=== To do ===
Show every line of the entries below that contains the string "photograph". Matching is case-sensitive.

=== Task material ===
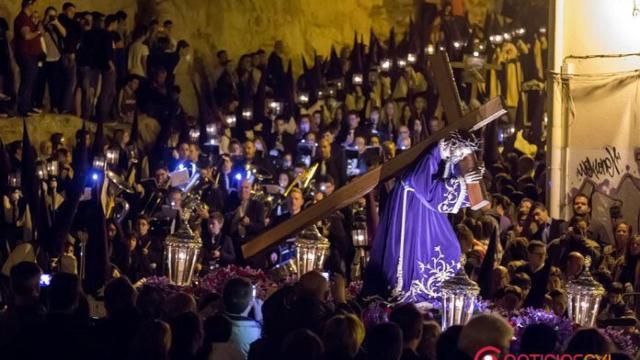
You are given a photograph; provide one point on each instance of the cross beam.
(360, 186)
...
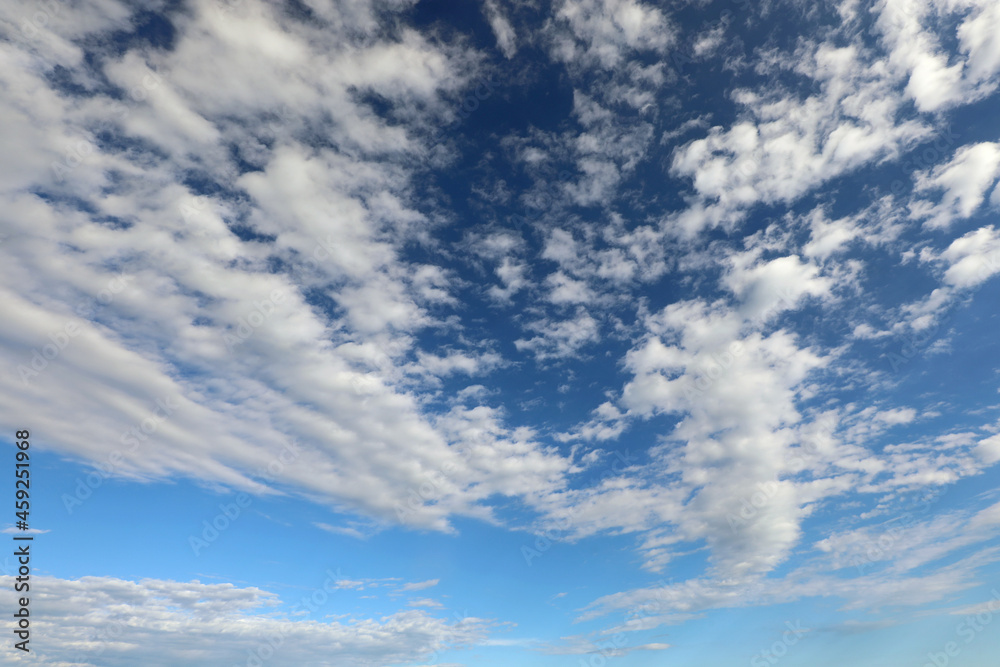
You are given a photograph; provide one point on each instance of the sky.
---
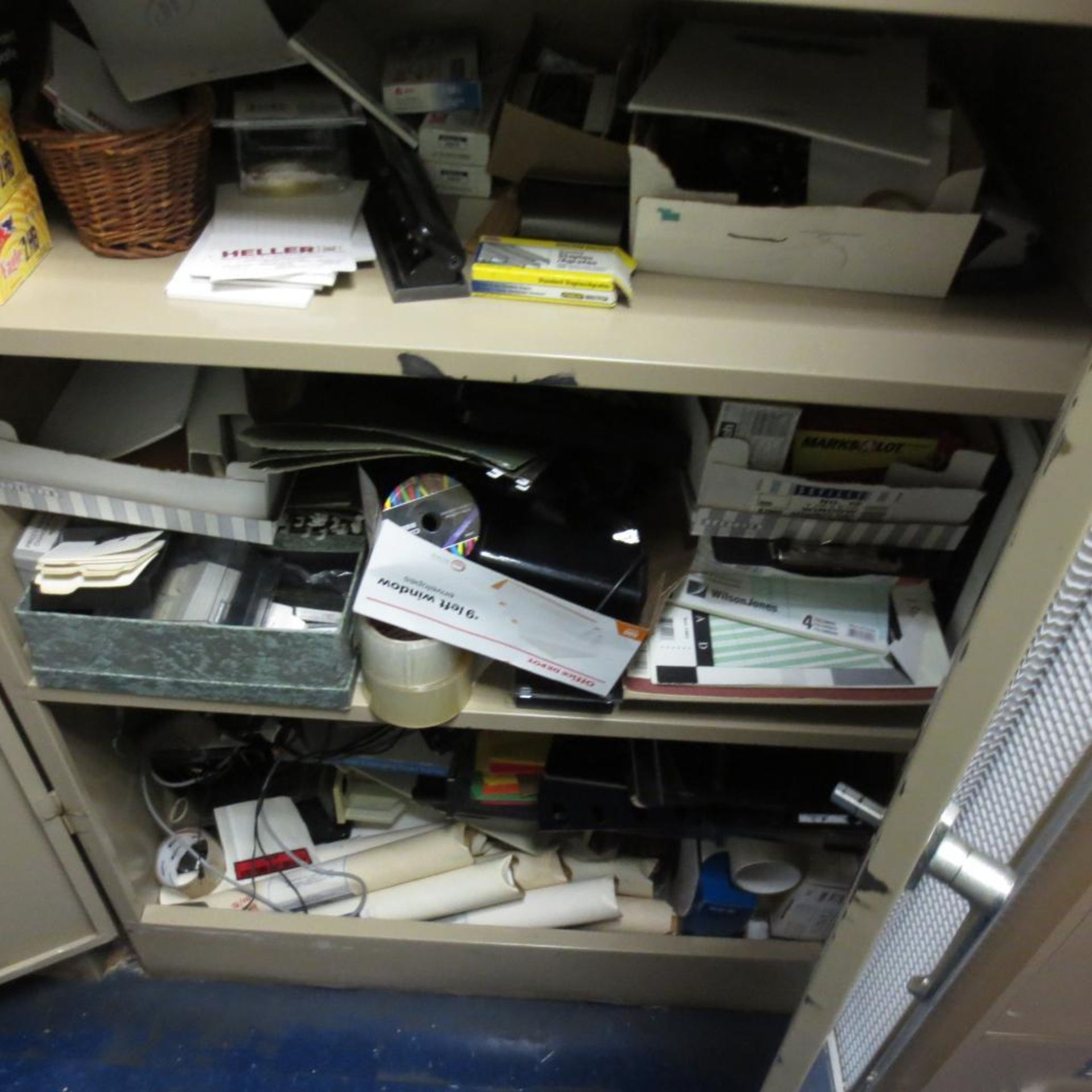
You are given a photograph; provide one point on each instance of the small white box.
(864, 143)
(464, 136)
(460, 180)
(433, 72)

=== Finished exercise ===
You are given a photograph; provide one point on each instance of the cross beam.
You are given a photograph; provide one point on each instance of the sky.
You are given a photograph; provide one point on each instance of the small white box.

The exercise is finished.